También los recuerdos familiares y los actores son el padre, la madre, el
abuelo, los hermanos. Son actores y realizan una representación sobre un
escenario, que abre su telón, en el teatro de la memoria.
Aquí hay gentes en un paisaje.
Una foto de 1865.
La lancha de vapor ha atracado en el
[muelle del
estrecho.
Cinco figuras. Una
señora con miriñaque claro, como un
[cascabel, como
una flor.
Los hombres
parecen figurantes en una función teatral
[popular.
Todos son guapos,
vacilantes, van camino de ser borrados.
Desembarcan un
instante. Son borrados.
Claramente la écfrasis de la fotografía describe el perfil
de cada uno de los miembros del grupo familiar. El miriñaque denota antigüedad,
ecos decimonónicos y una imagen diferente de la mujer, que también tiene una
musicalidad que le pertenece: la del movimiento del cascabel. Los hombres no importan
tanto, son actores en el escenario. Es una escena familiar, de unas vacaciones,
de un compartir, de un momento íntimo y cercano que probablemente tenga
profundas evocaciones.

Datos proporcionados:

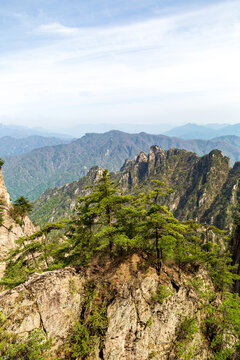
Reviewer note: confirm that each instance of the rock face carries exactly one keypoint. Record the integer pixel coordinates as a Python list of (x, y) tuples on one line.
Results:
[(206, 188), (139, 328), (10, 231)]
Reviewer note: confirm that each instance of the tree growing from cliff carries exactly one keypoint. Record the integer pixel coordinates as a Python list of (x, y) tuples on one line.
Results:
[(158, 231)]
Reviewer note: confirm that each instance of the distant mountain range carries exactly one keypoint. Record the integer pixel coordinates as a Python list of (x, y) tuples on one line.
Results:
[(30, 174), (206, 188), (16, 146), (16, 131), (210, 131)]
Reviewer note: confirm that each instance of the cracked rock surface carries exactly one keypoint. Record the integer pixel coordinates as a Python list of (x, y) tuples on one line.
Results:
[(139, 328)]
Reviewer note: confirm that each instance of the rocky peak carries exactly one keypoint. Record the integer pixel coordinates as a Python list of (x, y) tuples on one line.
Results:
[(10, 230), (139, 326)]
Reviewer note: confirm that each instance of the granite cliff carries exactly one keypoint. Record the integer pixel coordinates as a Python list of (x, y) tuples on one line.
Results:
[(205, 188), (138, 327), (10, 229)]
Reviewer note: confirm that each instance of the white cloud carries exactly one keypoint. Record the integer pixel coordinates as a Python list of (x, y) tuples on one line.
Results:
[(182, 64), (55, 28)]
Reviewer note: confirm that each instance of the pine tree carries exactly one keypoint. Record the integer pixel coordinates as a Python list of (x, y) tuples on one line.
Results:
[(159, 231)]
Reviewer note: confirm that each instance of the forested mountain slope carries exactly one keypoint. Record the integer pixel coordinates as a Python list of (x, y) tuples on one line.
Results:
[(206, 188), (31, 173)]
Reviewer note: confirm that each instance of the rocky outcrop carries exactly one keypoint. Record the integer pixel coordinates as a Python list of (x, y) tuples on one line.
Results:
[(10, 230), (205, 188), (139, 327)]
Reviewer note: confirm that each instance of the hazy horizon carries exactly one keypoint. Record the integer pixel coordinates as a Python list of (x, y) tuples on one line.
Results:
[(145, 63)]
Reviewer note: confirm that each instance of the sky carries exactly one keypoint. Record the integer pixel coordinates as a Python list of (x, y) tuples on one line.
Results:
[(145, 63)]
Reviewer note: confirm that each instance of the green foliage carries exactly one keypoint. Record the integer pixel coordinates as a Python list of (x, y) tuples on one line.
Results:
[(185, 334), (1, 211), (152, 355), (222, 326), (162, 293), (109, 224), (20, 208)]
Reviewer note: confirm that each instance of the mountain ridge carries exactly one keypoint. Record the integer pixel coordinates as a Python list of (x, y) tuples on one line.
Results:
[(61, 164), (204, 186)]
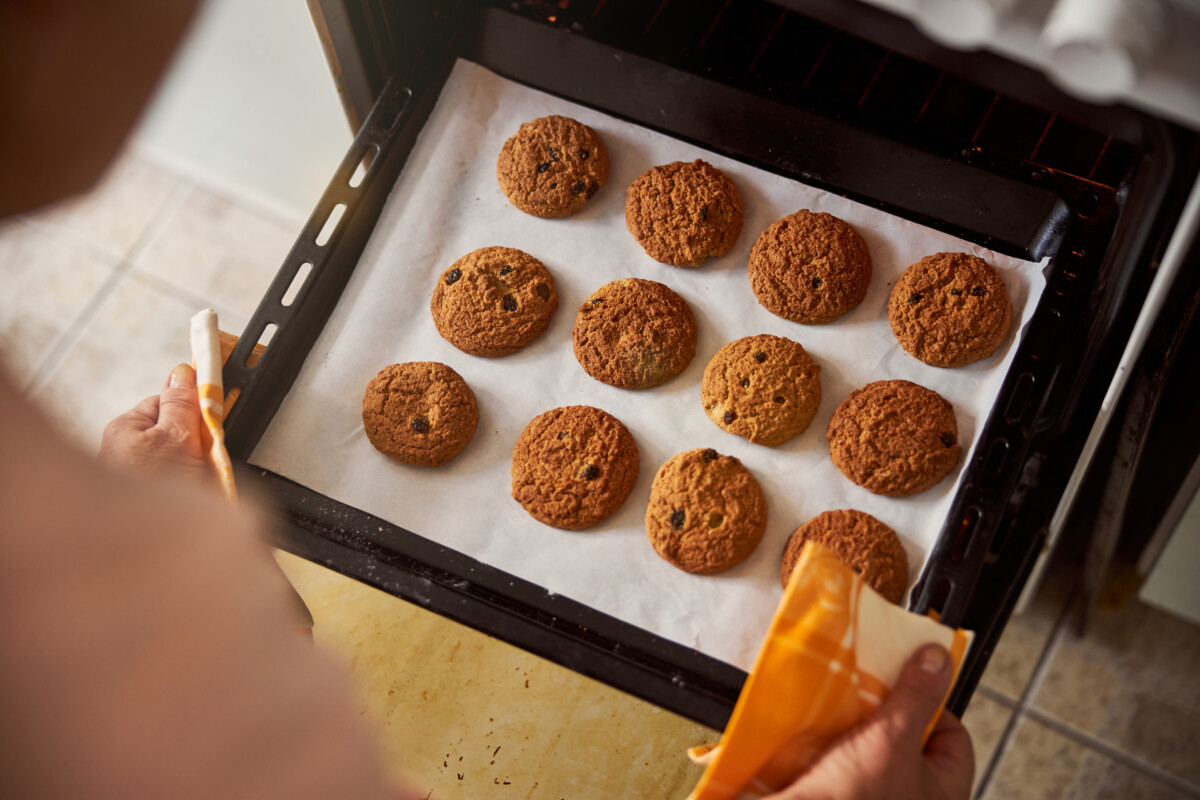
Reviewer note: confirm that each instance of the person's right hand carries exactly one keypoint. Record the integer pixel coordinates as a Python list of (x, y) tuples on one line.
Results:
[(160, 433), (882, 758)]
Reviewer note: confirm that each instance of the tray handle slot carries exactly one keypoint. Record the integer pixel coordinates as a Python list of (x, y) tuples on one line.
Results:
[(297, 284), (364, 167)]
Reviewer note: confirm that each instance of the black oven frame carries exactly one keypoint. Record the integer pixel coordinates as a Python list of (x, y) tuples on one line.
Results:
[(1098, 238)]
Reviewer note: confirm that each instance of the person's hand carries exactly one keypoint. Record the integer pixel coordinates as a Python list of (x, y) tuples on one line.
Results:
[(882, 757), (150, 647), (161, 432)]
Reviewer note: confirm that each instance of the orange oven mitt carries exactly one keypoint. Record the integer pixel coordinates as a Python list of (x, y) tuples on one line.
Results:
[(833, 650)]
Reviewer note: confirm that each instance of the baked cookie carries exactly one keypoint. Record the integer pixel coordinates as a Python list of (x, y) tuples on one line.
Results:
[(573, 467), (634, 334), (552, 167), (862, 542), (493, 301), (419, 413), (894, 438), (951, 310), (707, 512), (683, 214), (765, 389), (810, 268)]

* * *

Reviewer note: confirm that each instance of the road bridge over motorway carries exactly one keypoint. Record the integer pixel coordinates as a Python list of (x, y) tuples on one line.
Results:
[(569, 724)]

==

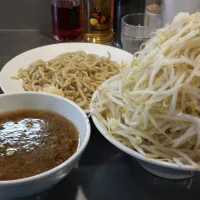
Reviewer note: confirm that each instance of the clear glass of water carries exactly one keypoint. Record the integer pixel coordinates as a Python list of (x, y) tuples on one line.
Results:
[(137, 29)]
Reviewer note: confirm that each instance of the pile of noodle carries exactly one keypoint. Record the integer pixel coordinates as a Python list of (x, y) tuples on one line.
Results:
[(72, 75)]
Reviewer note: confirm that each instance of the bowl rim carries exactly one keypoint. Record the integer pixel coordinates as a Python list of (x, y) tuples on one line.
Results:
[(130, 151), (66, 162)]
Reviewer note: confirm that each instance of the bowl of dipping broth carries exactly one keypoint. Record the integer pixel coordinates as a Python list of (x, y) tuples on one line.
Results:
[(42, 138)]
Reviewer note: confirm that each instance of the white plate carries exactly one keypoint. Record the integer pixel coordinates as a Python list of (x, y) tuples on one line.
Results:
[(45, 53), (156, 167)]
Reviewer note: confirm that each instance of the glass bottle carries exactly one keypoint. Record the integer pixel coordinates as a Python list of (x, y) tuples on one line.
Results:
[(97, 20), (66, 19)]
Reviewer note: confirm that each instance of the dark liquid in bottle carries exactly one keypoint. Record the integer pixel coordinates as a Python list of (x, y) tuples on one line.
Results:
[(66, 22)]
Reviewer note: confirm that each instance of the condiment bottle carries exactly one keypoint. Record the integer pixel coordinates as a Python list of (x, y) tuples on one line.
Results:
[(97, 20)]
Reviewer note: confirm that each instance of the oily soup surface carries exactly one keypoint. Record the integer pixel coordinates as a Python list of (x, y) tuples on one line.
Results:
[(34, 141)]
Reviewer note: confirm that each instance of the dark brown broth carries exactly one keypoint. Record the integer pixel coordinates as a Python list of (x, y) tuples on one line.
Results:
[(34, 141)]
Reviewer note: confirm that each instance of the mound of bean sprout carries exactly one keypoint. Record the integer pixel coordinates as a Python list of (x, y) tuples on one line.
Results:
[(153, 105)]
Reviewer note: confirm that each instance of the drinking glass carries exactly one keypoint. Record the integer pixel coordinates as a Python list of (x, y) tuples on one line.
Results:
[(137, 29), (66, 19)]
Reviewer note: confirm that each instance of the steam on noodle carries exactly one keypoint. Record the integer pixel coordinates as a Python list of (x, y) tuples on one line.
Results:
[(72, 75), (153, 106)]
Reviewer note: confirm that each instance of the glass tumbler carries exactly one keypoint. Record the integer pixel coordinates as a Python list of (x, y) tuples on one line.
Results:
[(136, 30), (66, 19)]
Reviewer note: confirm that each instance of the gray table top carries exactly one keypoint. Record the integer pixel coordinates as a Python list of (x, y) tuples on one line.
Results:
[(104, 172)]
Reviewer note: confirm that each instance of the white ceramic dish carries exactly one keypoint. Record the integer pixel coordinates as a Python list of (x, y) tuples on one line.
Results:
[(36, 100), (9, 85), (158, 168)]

Consignas:
• 1. ¿Qué miembros de la familia señala como actores la primera oración del fragmento sobre la fotografía de 1865?
• 2. Prolonga el fragmento sobre la écfrasis de la fotografía de 1865 a partir de su última oración.
Los registros provienen de otra fuente distinta.

Respuestas por tarea:
• 1. El padre, la madre, el abuelo y los hermanos.

• 2.
Pero lo realmente interesante es el cierre, de nuevo
aparece la sombra de la muerte. Pero la verdadera tragedia de la finitud humana
no es el final de la existencia, sino el inevitable, y ciertamente inquietante,
olvido. El olvido lo afecta todo: los instantes son fugaces, serán borrados,
desaparecerán. Parecería que la verdad que nos revela Transtromer es que en el
fondo estamos compuestos de instantes, de momentos, de segundos. Bien lo dijo
Borges: “El tiempo es la sustancia de la que estoy hecho”. En el fondo el poeta
sueco es un cazador de instantes, un contemplador. Y su escritura poética lo
refleja. Se comprueba en el poema “A
TRAVÉS DEL BOSQUE”
Los
débiles gigantes están allí atrapados,
apiñados,
para que nada pueda caer.
El
abedul quebrado allí se pudre
en
posición erecta, como un dogma.
Desde
el Fondo del bosque subo yo.
Relumbra
entre los troncos.
Llueve
sobre mis tejados.
Yo
soy un canal de desagüe de impresiones.”
El
poeta se llama a sí mismo un desagüe de impresiones, sobre él está
constantemente lloviendo. Es bombardeado por visiones que no es capaz de consignar
del todo y algunas de ellas se traducen en poemas. De nuevo los árboles y la
naturaleza en el centro, los gigantes son los grandes árboles y su presencia
sublime, su largo transcurrir en el tiempo. El poeta no puede evitar quedar
maravillado, impresionado ante el espectáculo del bosque, de la vida que
evoluciona sin él.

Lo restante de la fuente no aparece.